* PASSAGE PROVIDED
Now that we’ve met the RED–BLUE mind model, we can understand what Tony is going through. Somewhere in his past, being late has led to some painful feelings. Perhaps it was being late on the first day of school. Maybe it was a combination of several occasions when he was late or cut it fine for sports practice and got yelled at by the coach, which caused him some embarrassment. These painful experiences have been long since buried among Tony’s unconscious memories. But today, as he sees he’s running late, a fusion of those painful memories and the feelings linked to them is once again automatically triggered by his RED system, which is primed to react to threats (whether real or imagined). No specific memory comes to mind, but the familiar feeling does. And so Tony’s anxiety system kicks in, and he ends up tense and anxious.

Turning up on time is a performance moment. No gold medals are at stake here, but being punctual is personally significant to Tony, while for others it’s not particularly important.

It goes to show that even apparently mundane, everyday events can carry a hidden performance agenda. And so when we enter an arena where the stakes are genuinely high, it should come as no surprise that our emotional reaction can skyrocket.

* DATA
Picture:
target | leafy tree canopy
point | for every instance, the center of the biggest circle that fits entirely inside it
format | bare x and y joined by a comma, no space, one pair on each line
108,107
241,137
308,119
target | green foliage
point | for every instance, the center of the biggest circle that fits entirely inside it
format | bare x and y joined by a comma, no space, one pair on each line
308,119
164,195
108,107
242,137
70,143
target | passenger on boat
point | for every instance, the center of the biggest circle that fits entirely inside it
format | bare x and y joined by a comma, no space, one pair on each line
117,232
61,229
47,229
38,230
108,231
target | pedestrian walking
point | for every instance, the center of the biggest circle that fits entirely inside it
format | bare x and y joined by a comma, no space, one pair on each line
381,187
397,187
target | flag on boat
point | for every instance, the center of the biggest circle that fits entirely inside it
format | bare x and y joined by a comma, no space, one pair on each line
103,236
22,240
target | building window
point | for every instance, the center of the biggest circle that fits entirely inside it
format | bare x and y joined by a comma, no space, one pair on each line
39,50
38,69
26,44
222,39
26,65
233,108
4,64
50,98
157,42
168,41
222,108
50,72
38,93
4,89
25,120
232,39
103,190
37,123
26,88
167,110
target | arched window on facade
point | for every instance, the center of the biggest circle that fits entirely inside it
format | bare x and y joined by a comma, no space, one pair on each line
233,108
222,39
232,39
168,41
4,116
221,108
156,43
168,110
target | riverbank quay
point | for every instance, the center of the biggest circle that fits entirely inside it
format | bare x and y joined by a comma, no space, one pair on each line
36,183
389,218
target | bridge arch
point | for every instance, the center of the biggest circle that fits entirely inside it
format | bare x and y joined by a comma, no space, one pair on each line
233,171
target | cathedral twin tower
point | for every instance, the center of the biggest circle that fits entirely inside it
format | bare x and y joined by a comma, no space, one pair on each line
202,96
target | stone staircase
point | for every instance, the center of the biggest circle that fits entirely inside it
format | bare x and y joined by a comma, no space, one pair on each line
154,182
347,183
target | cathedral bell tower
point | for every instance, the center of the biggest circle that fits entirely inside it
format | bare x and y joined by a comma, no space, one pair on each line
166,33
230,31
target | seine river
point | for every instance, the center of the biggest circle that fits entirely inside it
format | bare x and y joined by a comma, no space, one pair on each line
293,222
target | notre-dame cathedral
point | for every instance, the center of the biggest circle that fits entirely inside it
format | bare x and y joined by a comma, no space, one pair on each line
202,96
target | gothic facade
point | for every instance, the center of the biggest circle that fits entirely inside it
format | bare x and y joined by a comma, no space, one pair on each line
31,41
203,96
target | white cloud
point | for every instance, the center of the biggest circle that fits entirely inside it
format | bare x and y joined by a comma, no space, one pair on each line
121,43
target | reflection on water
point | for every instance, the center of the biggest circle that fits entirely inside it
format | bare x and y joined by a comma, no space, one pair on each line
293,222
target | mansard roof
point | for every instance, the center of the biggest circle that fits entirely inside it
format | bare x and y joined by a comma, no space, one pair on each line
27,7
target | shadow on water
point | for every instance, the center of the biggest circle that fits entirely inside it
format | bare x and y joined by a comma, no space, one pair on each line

* YOUR INSTRUCTIONS
Reproduce the excerpt above about Tony's anxiety over running late word for word, starting at "Turning up on" and ending at "reaction can skyrocket.".

* ANSWER FOR THE TASK
Turning up on time is a performance moment. No gold medals are at stake here, but being punctual is personally significant to Tony, while for others it’s not particularly important.

It goes to show that even apparently mundane, everyday events can carry a hidden performance agenda. And so when we enter an arena where the stakes are genuinely high, it should come as no surprise that our emotional reaction can skyrocket.